• **Data for review**
········

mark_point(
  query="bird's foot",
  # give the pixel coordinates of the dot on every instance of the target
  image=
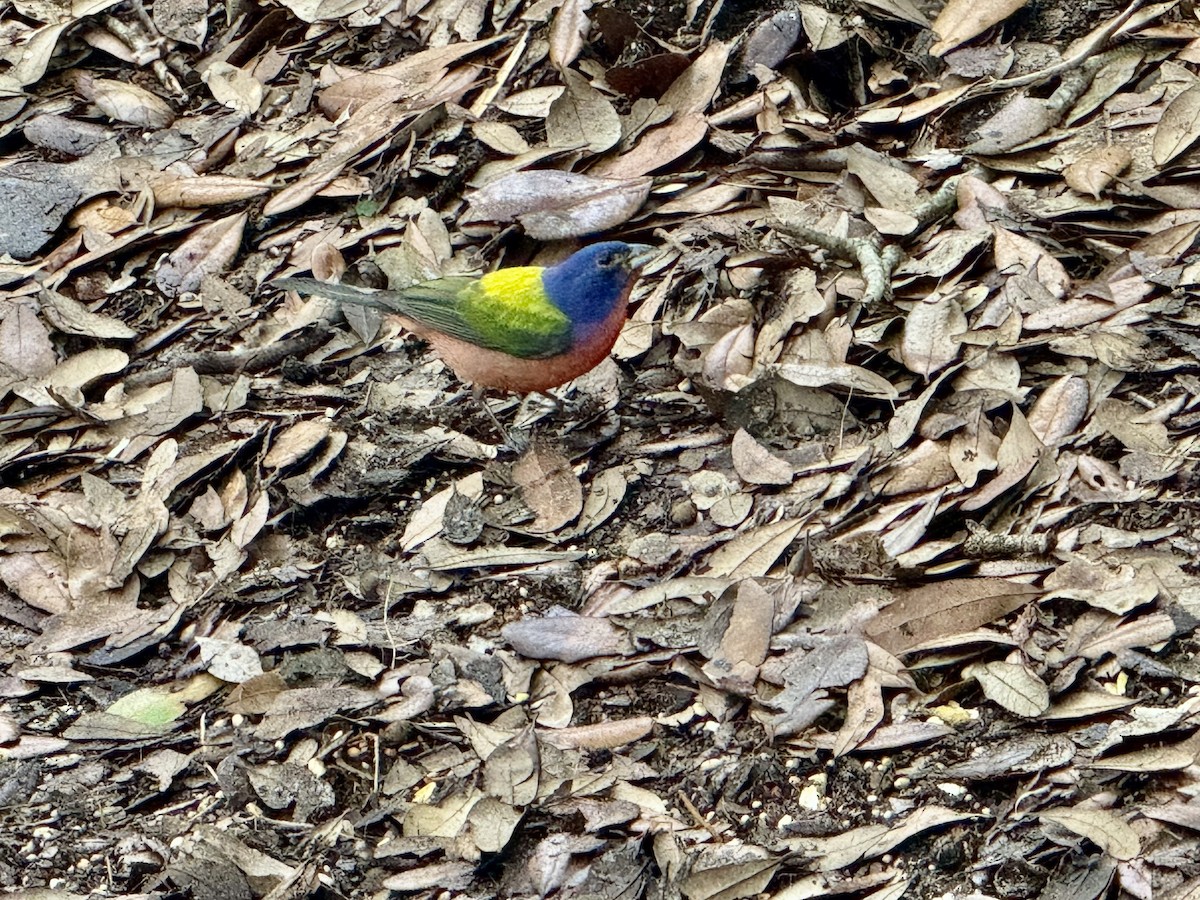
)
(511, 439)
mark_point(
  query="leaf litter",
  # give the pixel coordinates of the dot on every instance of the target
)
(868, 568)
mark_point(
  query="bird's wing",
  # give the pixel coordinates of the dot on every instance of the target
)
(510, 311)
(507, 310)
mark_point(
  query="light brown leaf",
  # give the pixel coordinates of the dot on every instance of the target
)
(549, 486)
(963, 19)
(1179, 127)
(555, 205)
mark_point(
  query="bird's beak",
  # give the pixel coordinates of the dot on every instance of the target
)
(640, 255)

········

• **Activity**
Using the entries, return every line where the word "bird" can be found.

• **Output below**
  query="bird's foot",
  query="bird's wing",
  query="bird's beak",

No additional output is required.